Top of READING TEXT

This idea, that gatherers invoked, prayed and casts spells, whereas the real story tellers were hunters, opens a whole space for speculation about the role of narrative in our societies, and helps explain the rise and growth of the detective story to its prominence. The detective story is the hunt, in this case for human prey and predator, and remains a dominating narrative form.

The tracing of prey, the interpretation of tracks across the sands of time becomes the main form of narration. The appeal of this hypothesis is that it also seems to suggest an explanation of the communal nature of narrative. Why do we, as a species, prefer to share stories to the extent that our cultural consumption more or less describes a power law distribution? If we believe that it is because stories originated as hunters’ tales then we know that sharing these meant sharing a set of communal ideas, insights and histories that could be used to create social identities and individual narratives. The stories told by the fireside are the stories that make up an ‘us’ of the individuals attending the fire. And as such they provide and grant an evolutionary advantage.

It also says something about the role of the author. If the author is a hunter, “examining a quarry’s tracks” as Ginzburg suggests, we understand our fascination with the artist, the author, the story teller in a much clearer light. The story teller provided for the community, not only an identity, but the actual food that the tribe needed.

If our minds are neurologically prepared to understand the world only in narratives, as some neuro-scientists seem to have argued, then maybe the hunter’s prerogative is even deeper, biologically seated. The narratives we need to survive are indeed those of the hunter.

But perhaps also those of the hunted.

Ginzburg III: On the serendipity engine

Ginzburg explores the role of traces in understanding the world, and usefully repeats the myth of the three sons of the King of Serendippo. The myth is originally found in several folk tales, and roughly goes like this, according to Ginzburg from a 1557 re-telling: the three princes of Serendippo meet a merchant and tells him that they think an animal has passed by. The Merchant, who is missing a camel, asks them to describe the animal and they go onto say that it is a lame camel, blind in one eye, missing a tooth, carrying a pregnant woman, and bearing honey on one side and butter on the other. The merchant then thinks that they, since they know the camel so well, must be the ones who have stolen it – so he charges them. They manage to be acquitted when they show how they by simple inferences together deduced their description.

The genealogical connection to Sherlock Holmes, and the detective story over all, is abundantly clear, and Ginzburg informs us that Horace Walpole later coined the term “serendipty” to refer to cases where “accident and sagacity” allow for knowledge discovery.

Now, in discussions about the web today some have called for more accident – thinking that the increasing focus on filters will create bubbles around us. That, in itself, is an interesting discussion – but not one that Ginzburg engages in. What he does, however, is to suggest that the etymological genealogy of the word presents anyone who wants to design a serendipty engine with two interesting problems.

Bottom of READING TEXT

- _TASK ITEM A_
Please copy the part of the text on Ginzburg that begins at the words "It also says" and ends after the words "of the hunter.".
- _TASK ITEM B_
According to the text on Ginzburg, why does the merchant bring a charge against the three princes? Answer in one to three sentences.
- _TASK ITEM C_
Write the next part of the text on Ginzburg, starting after its last sentence.

Top of DATA SHOWN

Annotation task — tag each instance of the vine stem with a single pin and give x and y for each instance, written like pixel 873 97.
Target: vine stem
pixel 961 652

Bottom of DATA SHOWN

- _EXERCISE RESPONSE A_
It also says something about the role of the author. If the author is a hunter, “examining a quarry’s tracks” as Ginzburg suggests, we understand our fascination with the artist, the author, the story teller in a much clearer light. The story teller provided for the community, not only an identity, but the actual food that the tribe needed.

If our minds are neurologically prepared to understand the world only in narratives, as some neuro-scientists seem to have argued, then maybe the hunter’s prerogative is even deeper, biologically seated. The narratives we need to survive are indeed those of the hunter.

- _EXERCISE RESPONSE B_
The merchant thinks the princes must have stolen his missing camel, because they know it so well. They describe it as lame, blind in one eye, missing a tooth, carrying a pregnant woman, and bearing honey on one side and butter on the other.

- _EXERCISE RESPONSE C_
First, the design of accidents is not trivial. Information follows contexts and simply randomizing information is hardly likely to give the experience of serendipity – it will rather feel like opening your spam email in the hopes of spending time there to become wiser (I just tried that out of curiousity, and did not feel wiser, but rather more misanthropic afterwards). So designing accidental information discovery is one part of the art of building a serendipty engine.

Second, the princes exhibited signficant sagacity. And this presents an even more interesting problem. What if the serendipty engine is not possible without users actively taking an interest in the knowledge and information that they consume? There is a deep problem here, facing those that argue that we need technological fixes to fight off possible filter bubbles. Maybe filters are – to a certain extent – self-imposed products of our own making?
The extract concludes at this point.